Required tasks:
1 - From the passage on creating shared value, write out the section that begins at the words "In its purest" and ends after the words "simply too high.".
2 - According to the passage on creating shared value, what does the ISC predict the concept will drive?
3 - Carry on the passage on creating shared value from its last sentence.

Given passage:
Creating shared value: What exactly is it?
As a buzzword, creating shared value (CSV) is relatively new to the business world. As an alternative to the harsh realities of exclusionary capitalism, it comes as a breath of fresh air.
CSV goes beyond the premise of balancing the triple bottom line of financial, social and environmental wins as formulated by sustainable development principles. It also extends past the strategic social recompense afforded by corporate social responsibility and investment.
In its purest form and as a business strategy, shared value is more closely aligned with the United Nations’ Sustainable Development Goals (SDGs) as well as the so-called circular economic model. Business as usual, whereby profit goes into a handful of pockets to the exclusion of so many other contributors to the creation of it, is no longer good enough. In the 2020s, the stakes are simply too high.
The Harvard Business School’s Institute for Strategy and Competitiveness (ISC) describes creating shared value as: “A framework for creating economic value while simultaneously addressing societal needs and challenges. When businesses act as businesses — not as charitable donors — they can improve profitability while also improving environmental performance, public health and nutrition, affordable housing and financial security, and other key measures of societal wellbeing. Only business can create economic prosperity by meeting needs and making a profit, creating infinitely scalable and self-sustaining solutions.”
The ISC predicts that the concept will drive the next wave of innovation and productivity in the global economy.

Listed entries:
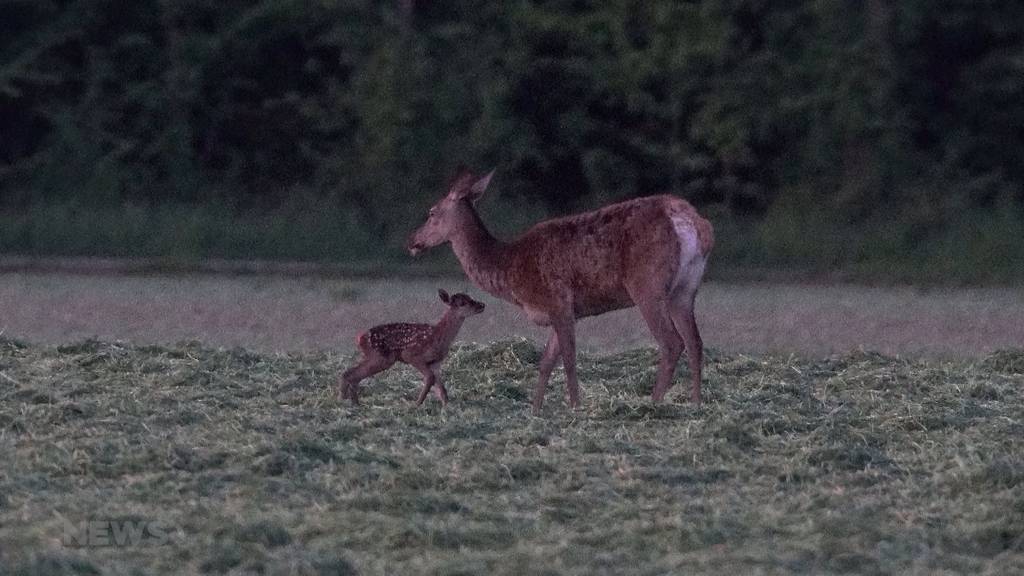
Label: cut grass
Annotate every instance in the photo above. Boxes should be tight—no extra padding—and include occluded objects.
[0,339,1024,574]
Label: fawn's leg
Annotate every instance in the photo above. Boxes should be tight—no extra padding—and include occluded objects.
[340,354,396,406]
[413,362,437,406]
[430,362,447,406]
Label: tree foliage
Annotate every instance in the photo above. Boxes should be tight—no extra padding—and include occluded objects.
[0,0,1024,234]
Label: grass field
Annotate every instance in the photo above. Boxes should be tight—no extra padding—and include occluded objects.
[0,273,1024,358]
[0,339,1024,575]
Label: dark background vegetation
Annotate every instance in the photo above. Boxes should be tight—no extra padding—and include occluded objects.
[0,0,1024,282]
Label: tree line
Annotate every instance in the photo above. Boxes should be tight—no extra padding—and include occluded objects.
[0,0,1024,262]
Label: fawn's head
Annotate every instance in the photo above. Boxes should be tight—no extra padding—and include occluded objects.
[437,290,484,318]
[408,168,495,254]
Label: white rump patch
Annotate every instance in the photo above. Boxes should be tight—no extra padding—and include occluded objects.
[670,214,706,294]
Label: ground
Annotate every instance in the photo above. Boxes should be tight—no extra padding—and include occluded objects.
[0,275,1024,575]
[0,274,1024,358]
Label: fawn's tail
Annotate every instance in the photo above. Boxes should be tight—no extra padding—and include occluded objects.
[355,332,370,354]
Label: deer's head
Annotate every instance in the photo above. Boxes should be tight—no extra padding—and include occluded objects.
[408,169,495,254]
[437,290,484,318]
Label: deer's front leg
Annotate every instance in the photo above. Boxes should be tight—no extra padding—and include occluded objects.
[413,363,437,406]
[534,331,561,414]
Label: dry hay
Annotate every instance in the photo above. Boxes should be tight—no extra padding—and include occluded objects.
[0,339,1024,575]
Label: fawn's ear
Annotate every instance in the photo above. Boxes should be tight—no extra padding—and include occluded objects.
[466,170,495,202]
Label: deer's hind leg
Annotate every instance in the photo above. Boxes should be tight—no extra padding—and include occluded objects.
[671,289,703,404]
[669,256,705,404]
[629,282,683,402]
[340,352,398,406]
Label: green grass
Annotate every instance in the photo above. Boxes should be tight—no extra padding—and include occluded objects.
[0,334,1024,575]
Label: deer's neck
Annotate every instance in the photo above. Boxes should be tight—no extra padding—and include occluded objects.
[452,202,512,299]
[434,308,465,351]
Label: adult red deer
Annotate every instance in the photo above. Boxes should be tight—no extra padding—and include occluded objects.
[409,169,715,413]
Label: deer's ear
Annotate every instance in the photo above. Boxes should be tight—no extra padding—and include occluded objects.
[466,170,495,202]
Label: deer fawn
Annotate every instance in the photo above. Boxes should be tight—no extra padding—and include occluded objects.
[340,290,483,406]
[408,169,715,413]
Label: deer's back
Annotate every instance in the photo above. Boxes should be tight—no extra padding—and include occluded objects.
[503,195,714,316]
[359,322,433,353]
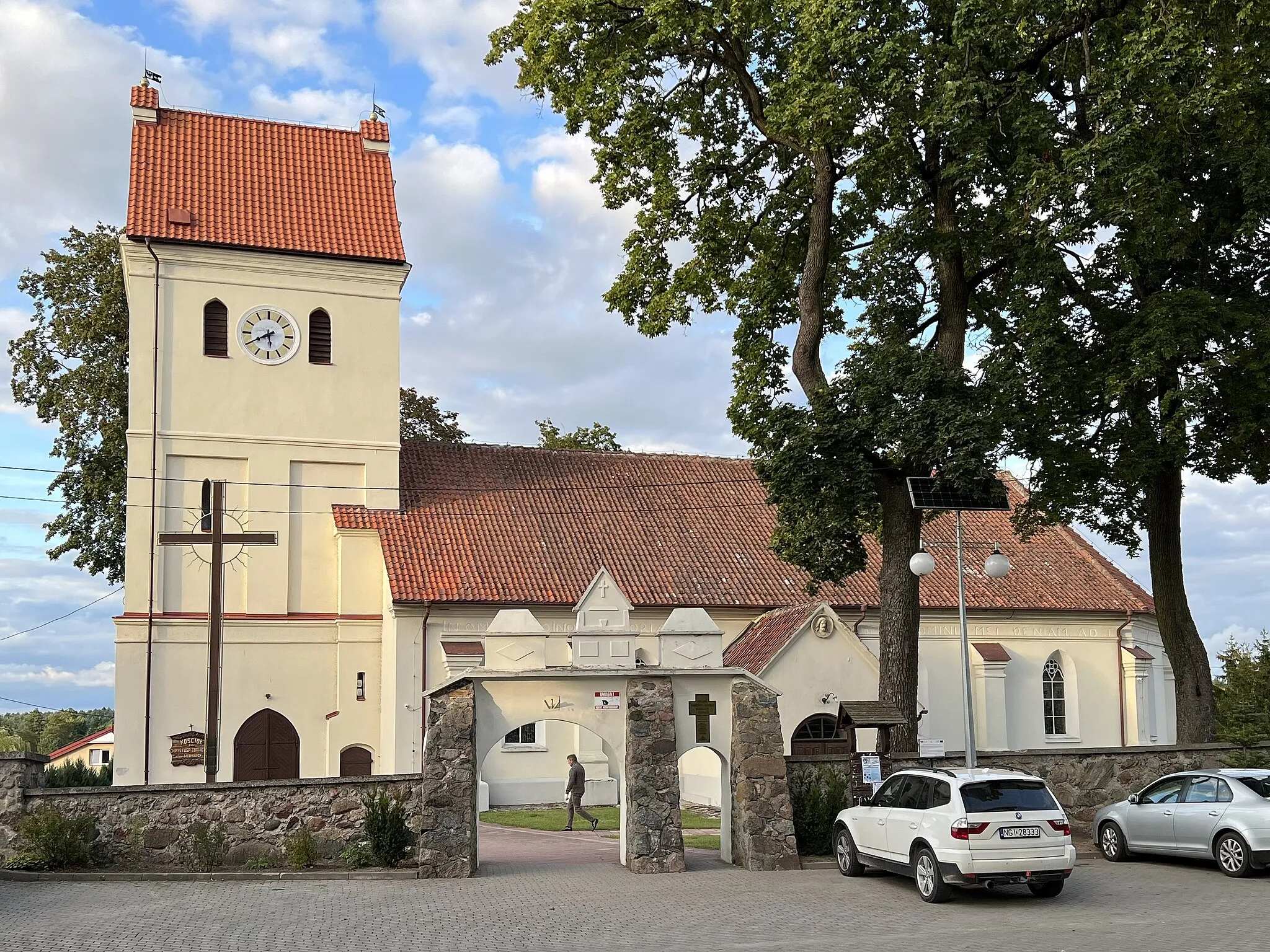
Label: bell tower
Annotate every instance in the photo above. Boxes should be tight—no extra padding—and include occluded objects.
[115,85,409,783]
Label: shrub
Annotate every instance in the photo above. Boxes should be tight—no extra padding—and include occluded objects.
[45,760,113,787]
[362,791,411,866]
[18,806,97,870]
[4,852,48,872]
[184,822,229,872]
[339,840,375,870]
[242,849,282,870]
[790,767,851,855]
[282,826,318,870]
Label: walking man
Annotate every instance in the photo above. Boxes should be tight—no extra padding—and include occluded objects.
[564,754,600,830]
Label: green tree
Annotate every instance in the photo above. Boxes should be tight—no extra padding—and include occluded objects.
[9,223,128,583]
[401,387,468,443]
[535,416,623,453]
[1213,642,1270,746]
[983,0,1270,743]
[489,0,1124,746]
[35,711,90,754]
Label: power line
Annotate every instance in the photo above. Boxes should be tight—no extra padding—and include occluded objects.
[0,585,123,650]
[0,496,768,518]
[0,466,760,495]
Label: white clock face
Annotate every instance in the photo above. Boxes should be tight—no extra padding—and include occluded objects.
[239,306,300,363]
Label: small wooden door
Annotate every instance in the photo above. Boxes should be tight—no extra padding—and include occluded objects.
[339,747,371,777]
[234,707,300,781]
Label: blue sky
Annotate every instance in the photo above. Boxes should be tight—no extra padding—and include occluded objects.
[0,0,1270,711]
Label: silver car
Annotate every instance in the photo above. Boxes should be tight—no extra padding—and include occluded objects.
[1093,768,1270,876]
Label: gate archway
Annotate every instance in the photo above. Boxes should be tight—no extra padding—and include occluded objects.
[234,707,300,781]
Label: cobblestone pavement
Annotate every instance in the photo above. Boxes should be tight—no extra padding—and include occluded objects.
[0,854,1270,952]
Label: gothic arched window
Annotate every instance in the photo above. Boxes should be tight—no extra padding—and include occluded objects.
[309,307,330,363]
[203,298,230,356]
[1040,654,1067,736]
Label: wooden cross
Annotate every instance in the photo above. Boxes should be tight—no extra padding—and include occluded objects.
[688,694,717,744]
[159,480,278,783]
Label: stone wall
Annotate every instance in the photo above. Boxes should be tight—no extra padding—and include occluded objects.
[732,678,799,870]
[624,678,685,872]
[417,681,476,879]
[0,754,420,867]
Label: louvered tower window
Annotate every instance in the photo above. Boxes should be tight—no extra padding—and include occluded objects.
[203,299,230,356]
[309,307,330,363]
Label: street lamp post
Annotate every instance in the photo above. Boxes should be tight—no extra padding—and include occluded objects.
[908,477,1010,769]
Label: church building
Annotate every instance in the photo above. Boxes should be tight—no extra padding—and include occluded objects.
[114,86,1175,803]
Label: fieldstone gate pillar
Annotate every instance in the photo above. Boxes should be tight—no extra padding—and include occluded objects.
[732,678,799,870]
[625,678,685,872]
[0,750,48,862]
[418,681,476,879]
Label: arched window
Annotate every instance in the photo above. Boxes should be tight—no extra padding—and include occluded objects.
[203,298,230,356]
[790,715,851,756]
[198,480,212,532]
[339,747,371,777]
[1040,654,1067,736]
[309,307,330,363]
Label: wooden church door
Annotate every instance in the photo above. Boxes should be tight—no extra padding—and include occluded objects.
[234,707,300,781]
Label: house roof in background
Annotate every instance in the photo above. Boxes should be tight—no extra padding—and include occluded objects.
[334,441,1155,613]
[126,86,405,262]
[48,723,114,760]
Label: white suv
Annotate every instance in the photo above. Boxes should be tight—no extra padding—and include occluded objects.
[833,768,1076,902]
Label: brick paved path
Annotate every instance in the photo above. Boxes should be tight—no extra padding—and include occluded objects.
[0,855,1270,952]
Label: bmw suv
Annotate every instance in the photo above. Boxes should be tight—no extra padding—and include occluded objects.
[833,768,1076,902]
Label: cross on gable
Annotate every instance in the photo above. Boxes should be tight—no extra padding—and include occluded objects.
[159,480,278,783]
[688,694,719,744]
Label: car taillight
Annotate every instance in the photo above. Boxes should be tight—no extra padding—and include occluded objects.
[951,816,988,839]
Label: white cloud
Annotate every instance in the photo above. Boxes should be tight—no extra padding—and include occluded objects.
[0,661,114,688]
[0,0,216,283]
[250,84,411,128]
[376,0,523,104]
[394,132,742,454]
[161,0,363,80]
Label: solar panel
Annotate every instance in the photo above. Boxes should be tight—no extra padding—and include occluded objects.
[908,476,1010,511]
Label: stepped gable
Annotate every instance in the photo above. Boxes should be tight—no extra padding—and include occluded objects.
[126,86,405,263]
[334,442,1155,613]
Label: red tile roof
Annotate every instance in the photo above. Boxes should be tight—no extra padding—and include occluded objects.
[334,442,1155,613]
[722,602,824,674]
[127,86,405,262]
[47,723,114,760]
[970,641,1010,661]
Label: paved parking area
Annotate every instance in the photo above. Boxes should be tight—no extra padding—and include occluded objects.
[0,850,1270,952]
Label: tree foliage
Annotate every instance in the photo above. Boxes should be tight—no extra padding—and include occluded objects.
[401,387,469,443]
[535,416,623,453]
[983,0,1270,741]
[9,223,128,583]
[489,0,1124,744]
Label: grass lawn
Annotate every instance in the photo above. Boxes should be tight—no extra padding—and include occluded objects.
[480,806,719,832]
[683,837,719,849]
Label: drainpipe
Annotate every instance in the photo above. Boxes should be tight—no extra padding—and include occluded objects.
[419,599,432,773]
[142,237,159,785]
[1115,608,1133,746]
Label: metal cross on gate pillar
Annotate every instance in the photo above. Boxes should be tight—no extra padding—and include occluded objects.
[688,694,719,744]
[159,480,278,783]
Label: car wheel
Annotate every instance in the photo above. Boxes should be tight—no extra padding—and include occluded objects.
[833,826,865,876]
[1213,832,1252,877]
[913,847,952,902]
[1028,879,1063,899]
[1099,820,1129,863]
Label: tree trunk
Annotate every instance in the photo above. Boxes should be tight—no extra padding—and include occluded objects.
[876,471,922,752]
[1147,467,1215,744]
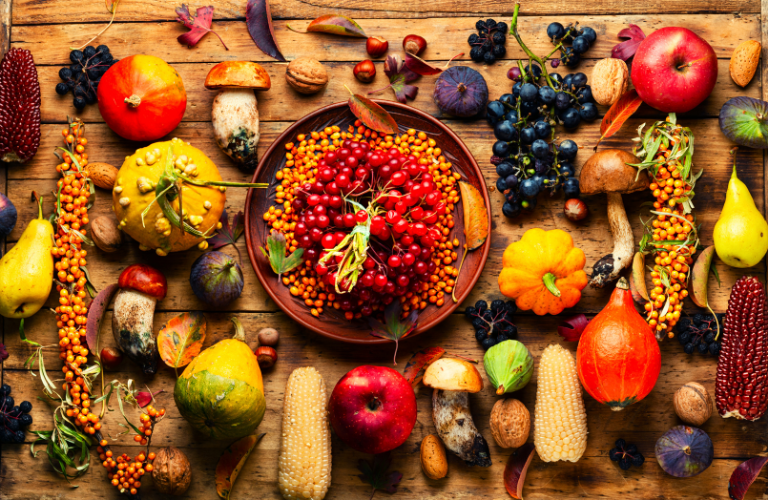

Answers provided:
1 -
In its purest form and as a business strategy, shared value is more closely aligned with the United Nations’ Sustainable Development Goals (SDGs) as well as the so-called circular economic model. Business as usual, whereby profit goes into a handful of pockets to the exclusion of so many other contributors to the creation of it, is no longer good enough. In the 2020s, the stakes are simply too high.

2 - The next wave of innovation and productivity in the global economy.

3 -
The Shared Value Africa Initiative says CSV represents a “shift in business mindsets to find new ways to do business that are more efficient, more innovative, reach more markets, and make companies more sustainable over the long term — while also being less harmful to the environment, less onerous for employees, less neglectful of the value chain and less exclusionary”.
It’s a more balanced, ethical incarnation of capitalism, if you will.
CSV is more than philanthropy. In addition to turning a profit, business has to get involved with other players such as government, non-profit agencies and NGOs to benefit communities, employees, the environment and all that goes with it. It also needs to align with the aspirations presented in the SDGs.
A good example, with positive results, is companies that invest in wellness programmes for their employees. This all started in Silicon Valley in the US, when Google and other tech companies created spaces and facilities where employees could feel at home, relax and even exercise. The result? A workforce that is happier and healthier: in other words, a workforce that is likely more productive. This way of working is being adopted by more and more companies around the world.
Another example of the shared value way of doing business is clothing companies that offer recycling drop-off facilities so that old, unused items of clothes can be upcycled for reuse.
The various levels of Covid-19 lockdowns have brought their own new challenges and solutions. One way in which the pandemic has radically changed the way we do business is that we have learned to work remotely and meet in cyberspace. When lockdown forced people to stay at home, Zoom made its remote communication technology available free of charge, thereby passing on value to ordinary folk working from home. This disrupted the need for meeting physically and solved potential communication challenges and bottlenecks at the same time. Life as we knew it before 2020 will never be the same again. — Linda Cilliers
Creating shared value: One organisation’s impact on the ground
Durban-based company, the Empowerment Group, develops technology and provides support to SMMEs in the funeral sector. By providing an online platform to support SMME businesses in the sector, it creates shared value in communities throughout South Africa.
This empowerment platform plays an important role in linking key development stakeholders such as government, the private sector, development agencies and the NGO sector. The goal is to boost emerging, independently owned businesses so they remain independent but are part of a bigger story.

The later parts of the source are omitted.